Material provided:
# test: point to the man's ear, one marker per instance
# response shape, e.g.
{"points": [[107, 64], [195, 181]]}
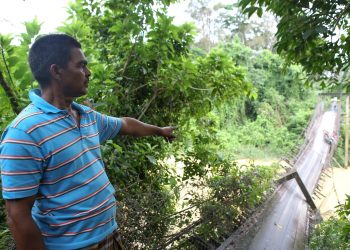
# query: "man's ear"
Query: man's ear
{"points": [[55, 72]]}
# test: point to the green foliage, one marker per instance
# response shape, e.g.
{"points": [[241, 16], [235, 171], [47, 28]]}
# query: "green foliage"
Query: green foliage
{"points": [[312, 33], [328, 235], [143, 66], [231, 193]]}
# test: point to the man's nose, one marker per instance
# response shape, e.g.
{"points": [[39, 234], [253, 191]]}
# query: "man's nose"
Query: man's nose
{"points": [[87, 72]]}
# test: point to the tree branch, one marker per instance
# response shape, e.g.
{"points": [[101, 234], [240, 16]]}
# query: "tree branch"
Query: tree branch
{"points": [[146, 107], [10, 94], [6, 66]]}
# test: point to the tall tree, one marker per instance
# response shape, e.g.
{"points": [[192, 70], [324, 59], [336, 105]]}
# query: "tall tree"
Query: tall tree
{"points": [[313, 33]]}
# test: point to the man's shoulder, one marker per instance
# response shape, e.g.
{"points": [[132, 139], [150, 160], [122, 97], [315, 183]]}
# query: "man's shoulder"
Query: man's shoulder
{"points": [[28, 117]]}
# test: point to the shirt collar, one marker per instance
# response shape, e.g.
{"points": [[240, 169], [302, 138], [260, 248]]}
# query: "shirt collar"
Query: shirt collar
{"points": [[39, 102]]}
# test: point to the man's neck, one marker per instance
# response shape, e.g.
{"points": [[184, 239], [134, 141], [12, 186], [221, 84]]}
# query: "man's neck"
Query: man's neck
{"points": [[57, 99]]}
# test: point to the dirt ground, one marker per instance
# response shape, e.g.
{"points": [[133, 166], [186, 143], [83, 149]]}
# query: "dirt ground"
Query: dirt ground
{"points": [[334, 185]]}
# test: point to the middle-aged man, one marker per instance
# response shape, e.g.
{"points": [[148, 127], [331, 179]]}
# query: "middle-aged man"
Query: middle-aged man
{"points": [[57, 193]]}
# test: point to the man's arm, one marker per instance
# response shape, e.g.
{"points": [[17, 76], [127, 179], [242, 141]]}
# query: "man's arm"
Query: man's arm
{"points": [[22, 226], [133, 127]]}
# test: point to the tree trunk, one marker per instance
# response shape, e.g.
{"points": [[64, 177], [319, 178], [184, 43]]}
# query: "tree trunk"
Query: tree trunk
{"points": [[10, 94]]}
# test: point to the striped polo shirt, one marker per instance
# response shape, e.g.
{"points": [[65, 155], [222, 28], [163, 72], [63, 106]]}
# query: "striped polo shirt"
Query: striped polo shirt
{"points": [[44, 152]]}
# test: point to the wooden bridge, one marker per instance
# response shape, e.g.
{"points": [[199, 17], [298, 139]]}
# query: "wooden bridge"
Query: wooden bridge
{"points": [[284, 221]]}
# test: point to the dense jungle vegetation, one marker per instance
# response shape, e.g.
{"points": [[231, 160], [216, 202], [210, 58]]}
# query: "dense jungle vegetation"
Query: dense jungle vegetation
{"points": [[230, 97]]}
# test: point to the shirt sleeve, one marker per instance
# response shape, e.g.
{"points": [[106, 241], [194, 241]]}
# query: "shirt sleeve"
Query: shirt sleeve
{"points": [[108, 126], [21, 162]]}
...
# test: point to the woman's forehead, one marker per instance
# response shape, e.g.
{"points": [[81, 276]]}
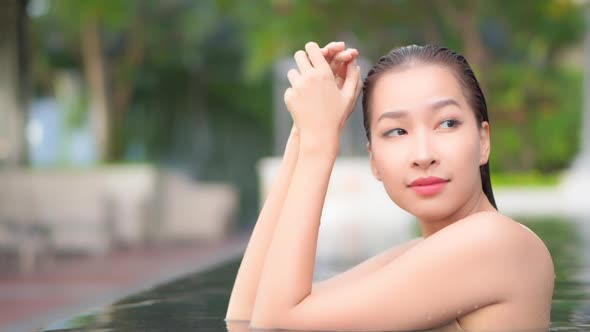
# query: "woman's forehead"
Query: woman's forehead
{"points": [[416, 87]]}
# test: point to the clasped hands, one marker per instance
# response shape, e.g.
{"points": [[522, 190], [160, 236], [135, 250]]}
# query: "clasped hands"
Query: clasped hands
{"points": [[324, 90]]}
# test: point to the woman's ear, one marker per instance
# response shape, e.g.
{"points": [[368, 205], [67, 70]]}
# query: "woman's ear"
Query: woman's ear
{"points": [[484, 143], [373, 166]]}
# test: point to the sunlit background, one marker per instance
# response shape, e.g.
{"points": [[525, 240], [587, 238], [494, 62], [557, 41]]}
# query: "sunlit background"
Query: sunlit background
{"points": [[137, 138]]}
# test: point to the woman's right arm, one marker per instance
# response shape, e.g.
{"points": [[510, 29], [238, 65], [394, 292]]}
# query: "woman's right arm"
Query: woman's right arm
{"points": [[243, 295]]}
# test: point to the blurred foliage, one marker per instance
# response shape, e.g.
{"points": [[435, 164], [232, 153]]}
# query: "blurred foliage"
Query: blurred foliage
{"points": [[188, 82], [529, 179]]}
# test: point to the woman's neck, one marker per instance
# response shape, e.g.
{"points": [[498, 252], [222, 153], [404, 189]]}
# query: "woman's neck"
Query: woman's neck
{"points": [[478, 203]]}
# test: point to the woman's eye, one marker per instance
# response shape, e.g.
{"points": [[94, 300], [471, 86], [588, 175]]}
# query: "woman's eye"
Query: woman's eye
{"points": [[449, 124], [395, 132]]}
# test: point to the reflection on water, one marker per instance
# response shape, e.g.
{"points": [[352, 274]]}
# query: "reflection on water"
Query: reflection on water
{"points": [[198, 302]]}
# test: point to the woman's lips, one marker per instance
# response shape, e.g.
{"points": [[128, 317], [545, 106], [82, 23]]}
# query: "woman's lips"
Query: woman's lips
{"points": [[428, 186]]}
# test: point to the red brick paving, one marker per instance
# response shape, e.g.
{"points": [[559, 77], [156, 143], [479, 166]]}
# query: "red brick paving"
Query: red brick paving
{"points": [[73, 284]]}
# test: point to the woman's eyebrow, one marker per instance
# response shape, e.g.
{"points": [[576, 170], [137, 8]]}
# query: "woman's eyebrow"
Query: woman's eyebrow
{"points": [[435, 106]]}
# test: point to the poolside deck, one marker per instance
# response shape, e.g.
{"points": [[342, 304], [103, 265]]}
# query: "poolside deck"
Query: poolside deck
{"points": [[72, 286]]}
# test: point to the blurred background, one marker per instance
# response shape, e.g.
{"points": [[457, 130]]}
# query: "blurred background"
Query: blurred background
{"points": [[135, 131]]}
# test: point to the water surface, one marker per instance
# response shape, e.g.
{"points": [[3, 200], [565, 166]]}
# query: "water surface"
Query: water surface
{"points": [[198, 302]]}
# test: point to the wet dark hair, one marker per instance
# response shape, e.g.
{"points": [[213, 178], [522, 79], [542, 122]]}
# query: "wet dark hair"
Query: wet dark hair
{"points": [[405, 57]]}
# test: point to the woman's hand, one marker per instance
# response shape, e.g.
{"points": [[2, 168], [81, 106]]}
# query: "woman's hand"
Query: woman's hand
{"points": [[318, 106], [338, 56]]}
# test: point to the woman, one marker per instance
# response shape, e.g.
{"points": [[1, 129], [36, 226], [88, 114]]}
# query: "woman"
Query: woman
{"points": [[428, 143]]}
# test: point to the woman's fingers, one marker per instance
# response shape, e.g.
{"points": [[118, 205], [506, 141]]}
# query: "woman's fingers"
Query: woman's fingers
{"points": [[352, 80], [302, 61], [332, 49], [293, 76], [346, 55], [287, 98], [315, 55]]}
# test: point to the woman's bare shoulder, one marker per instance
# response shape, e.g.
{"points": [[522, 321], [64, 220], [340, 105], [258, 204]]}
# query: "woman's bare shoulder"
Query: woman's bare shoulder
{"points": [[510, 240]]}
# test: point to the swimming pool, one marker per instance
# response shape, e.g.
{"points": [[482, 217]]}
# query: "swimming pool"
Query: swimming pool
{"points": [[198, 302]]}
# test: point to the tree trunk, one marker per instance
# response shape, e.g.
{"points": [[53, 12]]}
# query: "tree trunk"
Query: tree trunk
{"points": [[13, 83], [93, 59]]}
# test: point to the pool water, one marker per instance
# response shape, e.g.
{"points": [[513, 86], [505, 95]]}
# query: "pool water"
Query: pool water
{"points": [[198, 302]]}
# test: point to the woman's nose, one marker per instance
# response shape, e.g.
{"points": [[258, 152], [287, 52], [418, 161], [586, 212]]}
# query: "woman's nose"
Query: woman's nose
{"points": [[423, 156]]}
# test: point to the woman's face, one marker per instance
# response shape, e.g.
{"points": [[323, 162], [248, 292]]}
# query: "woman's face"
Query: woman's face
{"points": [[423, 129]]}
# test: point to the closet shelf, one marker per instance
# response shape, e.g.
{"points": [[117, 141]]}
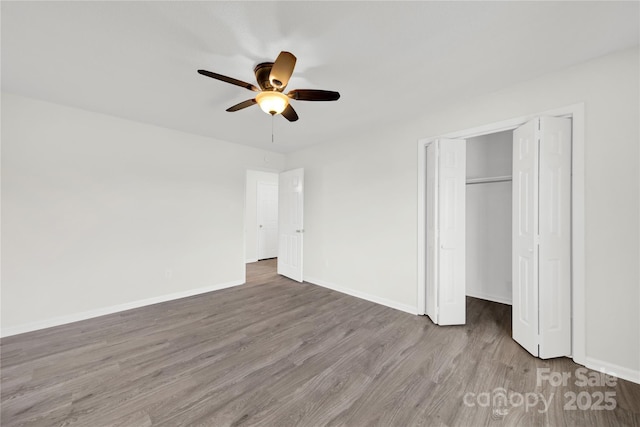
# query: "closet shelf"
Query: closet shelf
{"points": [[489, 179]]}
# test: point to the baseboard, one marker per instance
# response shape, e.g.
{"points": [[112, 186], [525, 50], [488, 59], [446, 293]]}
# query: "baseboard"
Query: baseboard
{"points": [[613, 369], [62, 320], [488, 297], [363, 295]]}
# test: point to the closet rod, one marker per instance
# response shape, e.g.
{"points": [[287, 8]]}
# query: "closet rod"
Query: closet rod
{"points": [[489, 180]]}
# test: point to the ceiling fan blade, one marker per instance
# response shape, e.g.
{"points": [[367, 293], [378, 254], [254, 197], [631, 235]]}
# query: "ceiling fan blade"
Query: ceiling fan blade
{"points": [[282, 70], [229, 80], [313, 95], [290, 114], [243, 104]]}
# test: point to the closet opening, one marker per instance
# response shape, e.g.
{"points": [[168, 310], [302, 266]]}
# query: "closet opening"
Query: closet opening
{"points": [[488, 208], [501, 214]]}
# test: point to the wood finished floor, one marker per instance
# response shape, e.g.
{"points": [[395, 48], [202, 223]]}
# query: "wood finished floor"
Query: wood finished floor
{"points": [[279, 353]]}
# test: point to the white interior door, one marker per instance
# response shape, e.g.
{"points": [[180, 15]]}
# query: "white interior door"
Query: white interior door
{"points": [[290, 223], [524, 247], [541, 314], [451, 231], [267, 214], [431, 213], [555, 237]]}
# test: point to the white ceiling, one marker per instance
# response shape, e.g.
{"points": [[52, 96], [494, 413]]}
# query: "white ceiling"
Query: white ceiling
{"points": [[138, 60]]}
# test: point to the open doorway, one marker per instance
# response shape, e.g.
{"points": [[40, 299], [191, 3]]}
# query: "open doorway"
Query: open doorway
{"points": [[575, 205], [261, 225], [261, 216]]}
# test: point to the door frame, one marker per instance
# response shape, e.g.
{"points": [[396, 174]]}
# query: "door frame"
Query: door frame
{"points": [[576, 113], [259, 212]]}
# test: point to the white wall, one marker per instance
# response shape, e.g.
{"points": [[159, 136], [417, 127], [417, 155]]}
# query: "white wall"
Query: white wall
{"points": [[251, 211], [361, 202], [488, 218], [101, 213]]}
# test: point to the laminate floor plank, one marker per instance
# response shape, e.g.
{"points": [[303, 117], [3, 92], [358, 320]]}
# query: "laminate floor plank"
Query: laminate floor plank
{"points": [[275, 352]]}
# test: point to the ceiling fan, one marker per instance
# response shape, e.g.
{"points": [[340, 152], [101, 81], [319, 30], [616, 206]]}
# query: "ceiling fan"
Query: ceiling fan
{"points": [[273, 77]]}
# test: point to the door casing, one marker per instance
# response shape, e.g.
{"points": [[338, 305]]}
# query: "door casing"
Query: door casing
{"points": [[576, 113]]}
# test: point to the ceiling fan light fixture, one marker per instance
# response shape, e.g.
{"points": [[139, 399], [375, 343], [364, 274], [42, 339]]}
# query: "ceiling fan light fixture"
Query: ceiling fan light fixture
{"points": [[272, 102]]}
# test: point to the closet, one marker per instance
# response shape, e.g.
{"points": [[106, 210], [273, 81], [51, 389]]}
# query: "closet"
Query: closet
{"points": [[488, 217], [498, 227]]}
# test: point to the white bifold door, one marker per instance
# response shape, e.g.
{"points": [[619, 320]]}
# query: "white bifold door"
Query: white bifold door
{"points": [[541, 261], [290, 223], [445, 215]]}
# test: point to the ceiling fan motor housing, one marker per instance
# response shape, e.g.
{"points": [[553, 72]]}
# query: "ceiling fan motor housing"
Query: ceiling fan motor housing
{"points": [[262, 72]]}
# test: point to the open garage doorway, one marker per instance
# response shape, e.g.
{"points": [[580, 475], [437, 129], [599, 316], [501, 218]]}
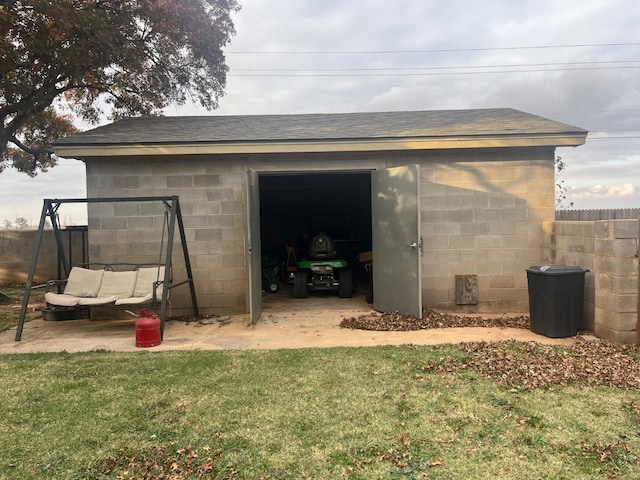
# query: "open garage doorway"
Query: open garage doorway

Objective:
Revise the stretch of lines from the one containing "# test: point to the ceiling fan light" through the one containing "Query: open garage doorway", replacing "closet" with "wardrobe" and leaving everything else unchanged. Give back only those lines, without the pictures.

Correct response:
# test: point to the ceiling fan light fixture, one marker per instance
# response shape, e.g.
{"points": [[139, 399], [375, 343], [364, 274], [42, 339]]}
# query: "ceiling fan light fixture"
Query: ceiling fan light fixture
{"points": [[272, 102]]}
# test: point to the wardrobe, one marker per instance
# response shape, e.g.
{"points": [[106, 210], [273, 81], [51, 389]]}
# query: "wardrobe"
Query: wardrobe
{"points": [[488, 217], [498, 227]]}
# test: point to the white bifold door, one marker per instance
# response shape, e.g.
{"points": [[619, 320]]}
# query: "white bifold door"
Query: white bifold door
{"points": [[541, 261], [290, 223], [445, 215]]}
# test: point to the ceiling fan motor housing, one marker per instance
# response shape, e.g.
{"points": [[553, 72]]}
# query: "ceiling fan motor housing"
Query: ceiling fan motor housing
{"points": [[262, 72]]}
# test: point to the open garage doorway, one marker per instance
# response shape, e.g.
{"points": [[580, 475], [437, 129], [599, 316], [501, 218]]}
# query: "open garage doorway"
Query: open garage doorway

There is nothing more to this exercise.